*WORK TO BE COMPLETED*. Can you copy out, word for word, the lines starting at the one that contains "finds the blonde" and ending at the one that contains "85;40;99;72", including both of those lines?

*INPUT MATERIAL*.

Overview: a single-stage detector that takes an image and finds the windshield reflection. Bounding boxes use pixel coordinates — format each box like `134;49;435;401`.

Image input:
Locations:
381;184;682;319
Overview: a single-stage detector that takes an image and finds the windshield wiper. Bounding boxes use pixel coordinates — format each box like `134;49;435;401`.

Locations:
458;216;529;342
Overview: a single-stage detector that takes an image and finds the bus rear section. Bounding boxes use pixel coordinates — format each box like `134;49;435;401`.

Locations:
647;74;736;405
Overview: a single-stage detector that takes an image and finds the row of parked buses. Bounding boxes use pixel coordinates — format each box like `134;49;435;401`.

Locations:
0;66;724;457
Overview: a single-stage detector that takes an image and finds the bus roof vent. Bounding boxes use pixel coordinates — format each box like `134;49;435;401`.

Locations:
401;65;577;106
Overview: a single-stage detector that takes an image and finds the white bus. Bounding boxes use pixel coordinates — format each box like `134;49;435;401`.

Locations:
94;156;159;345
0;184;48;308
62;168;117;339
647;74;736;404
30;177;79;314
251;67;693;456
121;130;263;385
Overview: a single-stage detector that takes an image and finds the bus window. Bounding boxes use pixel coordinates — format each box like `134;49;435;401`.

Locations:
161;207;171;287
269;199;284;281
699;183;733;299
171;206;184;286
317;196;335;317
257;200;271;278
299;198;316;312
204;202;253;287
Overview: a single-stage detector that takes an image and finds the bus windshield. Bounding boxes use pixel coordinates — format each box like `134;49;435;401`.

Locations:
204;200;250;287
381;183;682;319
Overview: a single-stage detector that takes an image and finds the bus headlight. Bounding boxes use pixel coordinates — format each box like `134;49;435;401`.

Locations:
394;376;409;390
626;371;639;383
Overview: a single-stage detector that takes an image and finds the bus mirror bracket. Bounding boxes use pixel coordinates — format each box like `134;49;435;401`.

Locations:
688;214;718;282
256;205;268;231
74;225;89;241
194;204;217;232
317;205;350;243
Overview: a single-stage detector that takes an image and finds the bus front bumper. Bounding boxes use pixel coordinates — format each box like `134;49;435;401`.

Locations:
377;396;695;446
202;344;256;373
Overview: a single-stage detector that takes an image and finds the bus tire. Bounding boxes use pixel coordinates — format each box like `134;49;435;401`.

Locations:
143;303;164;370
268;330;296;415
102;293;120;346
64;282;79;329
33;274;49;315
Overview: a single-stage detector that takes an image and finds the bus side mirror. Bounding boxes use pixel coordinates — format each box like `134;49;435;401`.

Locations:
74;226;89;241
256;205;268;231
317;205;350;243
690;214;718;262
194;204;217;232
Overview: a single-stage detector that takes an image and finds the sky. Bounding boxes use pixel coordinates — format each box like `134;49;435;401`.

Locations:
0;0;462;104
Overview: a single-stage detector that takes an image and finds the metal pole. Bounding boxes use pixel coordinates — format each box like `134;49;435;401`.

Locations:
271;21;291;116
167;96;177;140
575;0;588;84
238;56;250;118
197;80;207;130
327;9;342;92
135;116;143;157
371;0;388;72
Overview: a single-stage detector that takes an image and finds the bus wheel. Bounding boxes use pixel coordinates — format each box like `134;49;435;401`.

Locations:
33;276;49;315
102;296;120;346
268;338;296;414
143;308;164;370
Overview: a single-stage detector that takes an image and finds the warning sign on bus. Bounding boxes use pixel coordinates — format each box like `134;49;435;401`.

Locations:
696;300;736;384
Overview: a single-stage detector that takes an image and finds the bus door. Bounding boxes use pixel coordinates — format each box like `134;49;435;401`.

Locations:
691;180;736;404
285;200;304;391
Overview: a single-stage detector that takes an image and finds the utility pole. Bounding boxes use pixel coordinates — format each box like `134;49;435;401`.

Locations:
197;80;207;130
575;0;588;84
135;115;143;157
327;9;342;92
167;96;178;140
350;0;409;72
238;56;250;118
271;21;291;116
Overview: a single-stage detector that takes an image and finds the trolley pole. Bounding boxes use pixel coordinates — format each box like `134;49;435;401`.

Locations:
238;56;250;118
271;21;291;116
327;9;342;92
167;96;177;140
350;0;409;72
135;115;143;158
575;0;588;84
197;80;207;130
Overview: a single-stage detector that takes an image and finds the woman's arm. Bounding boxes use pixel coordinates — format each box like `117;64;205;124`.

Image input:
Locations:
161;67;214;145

...

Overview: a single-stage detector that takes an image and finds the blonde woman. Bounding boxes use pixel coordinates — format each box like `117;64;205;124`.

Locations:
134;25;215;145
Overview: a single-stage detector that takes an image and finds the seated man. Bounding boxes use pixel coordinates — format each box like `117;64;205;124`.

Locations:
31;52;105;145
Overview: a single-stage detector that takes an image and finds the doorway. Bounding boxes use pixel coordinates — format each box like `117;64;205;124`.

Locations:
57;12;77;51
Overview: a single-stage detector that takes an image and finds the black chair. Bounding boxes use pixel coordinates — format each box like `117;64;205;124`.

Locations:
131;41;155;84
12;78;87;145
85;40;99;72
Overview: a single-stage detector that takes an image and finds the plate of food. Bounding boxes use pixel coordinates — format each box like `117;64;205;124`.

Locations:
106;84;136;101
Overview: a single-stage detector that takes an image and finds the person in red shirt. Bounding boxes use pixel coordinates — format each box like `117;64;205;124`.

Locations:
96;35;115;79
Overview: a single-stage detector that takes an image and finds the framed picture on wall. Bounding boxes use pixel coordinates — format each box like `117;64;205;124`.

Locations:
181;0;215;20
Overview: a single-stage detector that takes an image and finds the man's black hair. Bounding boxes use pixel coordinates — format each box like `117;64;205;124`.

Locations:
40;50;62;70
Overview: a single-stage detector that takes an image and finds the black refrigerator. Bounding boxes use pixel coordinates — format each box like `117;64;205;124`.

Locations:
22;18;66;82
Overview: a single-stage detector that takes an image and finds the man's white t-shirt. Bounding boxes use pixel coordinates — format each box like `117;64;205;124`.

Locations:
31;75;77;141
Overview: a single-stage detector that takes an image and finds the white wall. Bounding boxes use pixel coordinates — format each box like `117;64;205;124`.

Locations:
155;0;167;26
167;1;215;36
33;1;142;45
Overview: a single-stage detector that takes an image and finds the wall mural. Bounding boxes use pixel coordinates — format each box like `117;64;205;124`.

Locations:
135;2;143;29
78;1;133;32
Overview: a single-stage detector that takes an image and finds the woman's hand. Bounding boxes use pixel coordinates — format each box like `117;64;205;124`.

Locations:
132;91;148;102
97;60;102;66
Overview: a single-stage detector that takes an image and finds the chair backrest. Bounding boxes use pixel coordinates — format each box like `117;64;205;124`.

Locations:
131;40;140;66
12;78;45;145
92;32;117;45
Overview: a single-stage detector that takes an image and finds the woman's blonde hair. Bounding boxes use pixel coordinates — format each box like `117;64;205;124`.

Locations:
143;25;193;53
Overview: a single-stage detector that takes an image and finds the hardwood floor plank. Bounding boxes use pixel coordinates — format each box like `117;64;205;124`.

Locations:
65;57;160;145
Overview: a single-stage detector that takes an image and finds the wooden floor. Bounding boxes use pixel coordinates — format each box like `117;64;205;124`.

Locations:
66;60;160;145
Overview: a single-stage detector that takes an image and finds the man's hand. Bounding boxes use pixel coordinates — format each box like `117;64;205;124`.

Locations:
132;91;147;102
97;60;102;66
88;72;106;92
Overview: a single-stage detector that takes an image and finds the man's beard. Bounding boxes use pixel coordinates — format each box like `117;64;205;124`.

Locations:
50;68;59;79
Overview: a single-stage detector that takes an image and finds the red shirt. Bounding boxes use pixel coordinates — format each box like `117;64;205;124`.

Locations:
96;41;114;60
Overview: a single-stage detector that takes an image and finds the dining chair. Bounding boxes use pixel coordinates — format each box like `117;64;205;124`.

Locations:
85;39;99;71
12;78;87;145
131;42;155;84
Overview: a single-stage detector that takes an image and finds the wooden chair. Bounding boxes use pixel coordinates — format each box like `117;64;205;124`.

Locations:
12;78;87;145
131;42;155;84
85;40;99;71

*FULL ANSWER*.
Overview: a single-stage detector that takes an image and finds the blonde woman. Bounding boxes use pixel coordinates — format each box like `117;64;205;124`.

Locations:
134;25;215;145
Overview: a single-stage detector that takes an image and finds the seated man. Bounding boxes use pixel coordinates — format each box like `117;64;205;124`.

Locations:
31;52;105;145
Overview: a single-stage detector that takes an image and finds the doorway. Bounding boxes use pixel coordinates — format each box like `117;64;205;124`.

Locations:
57;12;77;51
Overview: a single-stage detector that takes an image and finds the black chair. Bounding boxes use pixel coordinates — format each box like `117;64;205;124`.

Locations:
131;41;155;84
12;78;87;145
85;40;99;72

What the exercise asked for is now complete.